◆ **WORK TO COMPLETE**: Offset the bounding-box coordinates in the answers by adding -119 to each one. Copy the records from their start through the line containing "0, 136, 129, 235", both lines included, with the requests kept in place.

◆ **MATERIAL SUPPLIED**:
• • • • • • •

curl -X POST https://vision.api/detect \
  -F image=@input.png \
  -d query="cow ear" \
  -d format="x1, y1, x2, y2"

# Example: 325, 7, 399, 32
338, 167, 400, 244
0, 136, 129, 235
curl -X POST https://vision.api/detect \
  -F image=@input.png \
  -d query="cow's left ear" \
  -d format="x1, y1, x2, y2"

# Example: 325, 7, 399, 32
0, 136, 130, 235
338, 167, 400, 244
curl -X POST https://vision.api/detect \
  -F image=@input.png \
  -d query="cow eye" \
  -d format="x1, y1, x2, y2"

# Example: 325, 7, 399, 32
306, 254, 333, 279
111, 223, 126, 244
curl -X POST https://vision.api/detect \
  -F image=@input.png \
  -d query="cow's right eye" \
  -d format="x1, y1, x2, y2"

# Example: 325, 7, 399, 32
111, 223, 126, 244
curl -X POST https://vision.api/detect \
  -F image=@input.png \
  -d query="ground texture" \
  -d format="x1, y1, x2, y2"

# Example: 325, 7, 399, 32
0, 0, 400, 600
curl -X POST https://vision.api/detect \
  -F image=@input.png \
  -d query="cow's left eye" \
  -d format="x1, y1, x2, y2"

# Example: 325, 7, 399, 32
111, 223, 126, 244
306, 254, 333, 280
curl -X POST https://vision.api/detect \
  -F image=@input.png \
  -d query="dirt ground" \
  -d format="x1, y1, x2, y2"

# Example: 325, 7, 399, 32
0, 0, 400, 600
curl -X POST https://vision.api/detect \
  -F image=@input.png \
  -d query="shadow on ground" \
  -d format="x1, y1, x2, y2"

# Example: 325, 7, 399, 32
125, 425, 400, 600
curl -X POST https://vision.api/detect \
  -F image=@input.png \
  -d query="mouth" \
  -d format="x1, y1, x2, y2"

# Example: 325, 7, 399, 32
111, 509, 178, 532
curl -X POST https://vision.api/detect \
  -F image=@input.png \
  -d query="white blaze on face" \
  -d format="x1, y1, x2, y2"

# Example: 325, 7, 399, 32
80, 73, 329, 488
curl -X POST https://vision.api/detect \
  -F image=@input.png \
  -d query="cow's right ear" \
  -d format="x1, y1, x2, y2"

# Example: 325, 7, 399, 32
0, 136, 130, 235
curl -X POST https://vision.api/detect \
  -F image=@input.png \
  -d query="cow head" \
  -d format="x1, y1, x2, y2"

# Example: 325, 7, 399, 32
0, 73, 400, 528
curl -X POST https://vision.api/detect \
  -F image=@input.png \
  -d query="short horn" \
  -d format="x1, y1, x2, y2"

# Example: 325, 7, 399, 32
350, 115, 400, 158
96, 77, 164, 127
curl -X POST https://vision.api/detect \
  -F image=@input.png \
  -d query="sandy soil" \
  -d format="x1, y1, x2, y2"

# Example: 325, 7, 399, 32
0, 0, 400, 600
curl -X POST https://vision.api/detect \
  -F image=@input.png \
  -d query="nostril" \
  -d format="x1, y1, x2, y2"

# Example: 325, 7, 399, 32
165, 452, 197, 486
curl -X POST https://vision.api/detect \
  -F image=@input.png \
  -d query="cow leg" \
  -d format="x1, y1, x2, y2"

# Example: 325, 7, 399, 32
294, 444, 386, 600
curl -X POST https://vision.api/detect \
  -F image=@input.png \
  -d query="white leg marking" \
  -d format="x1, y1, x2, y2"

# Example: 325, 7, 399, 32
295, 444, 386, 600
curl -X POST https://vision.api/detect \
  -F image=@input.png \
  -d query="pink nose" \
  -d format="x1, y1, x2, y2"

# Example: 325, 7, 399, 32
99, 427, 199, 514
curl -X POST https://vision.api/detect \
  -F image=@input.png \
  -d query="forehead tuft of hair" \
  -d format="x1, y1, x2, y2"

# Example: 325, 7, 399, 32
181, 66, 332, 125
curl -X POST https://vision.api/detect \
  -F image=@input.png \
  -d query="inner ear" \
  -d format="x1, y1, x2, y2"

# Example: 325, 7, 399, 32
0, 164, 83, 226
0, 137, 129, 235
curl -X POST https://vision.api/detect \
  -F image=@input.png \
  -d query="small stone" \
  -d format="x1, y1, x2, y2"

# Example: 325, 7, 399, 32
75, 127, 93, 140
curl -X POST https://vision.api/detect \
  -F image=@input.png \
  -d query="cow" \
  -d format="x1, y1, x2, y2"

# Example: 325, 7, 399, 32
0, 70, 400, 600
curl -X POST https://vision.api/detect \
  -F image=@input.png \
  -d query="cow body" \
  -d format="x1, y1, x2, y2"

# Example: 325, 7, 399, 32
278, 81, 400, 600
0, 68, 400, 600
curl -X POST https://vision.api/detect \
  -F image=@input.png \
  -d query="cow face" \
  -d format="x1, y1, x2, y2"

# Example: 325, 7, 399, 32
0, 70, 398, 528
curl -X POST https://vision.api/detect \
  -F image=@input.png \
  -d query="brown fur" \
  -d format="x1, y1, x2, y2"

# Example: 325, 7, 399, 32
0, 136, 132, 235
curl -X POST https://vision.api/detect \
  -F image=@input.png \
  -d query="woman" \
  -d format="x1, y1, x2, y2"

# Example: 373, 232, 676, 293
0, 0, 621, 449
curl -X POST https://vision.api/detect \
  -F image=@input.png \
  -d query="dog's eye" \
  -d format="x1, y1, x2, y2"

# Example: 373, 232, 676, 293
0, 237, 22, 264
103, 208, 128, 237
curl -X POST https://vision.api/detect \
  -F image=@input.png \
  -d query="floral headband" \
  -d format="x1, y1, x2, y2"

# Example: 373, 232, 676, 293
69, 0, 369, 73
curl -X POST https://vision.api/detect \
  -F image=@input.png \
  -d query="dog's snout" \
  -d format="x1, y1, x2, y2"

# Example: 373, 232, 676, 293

• • • • • • •

◆ **RESULT FOR THIS TASK**:
curl -X POST https://vision.api/detect \
  -F image=@input.png \
  -d query="cow ear" \
  -d format="x1, y1, x2, y2"

# Example: 325, 7, 399, 32
219, 48, 281, 125
-119, 17, 10, 116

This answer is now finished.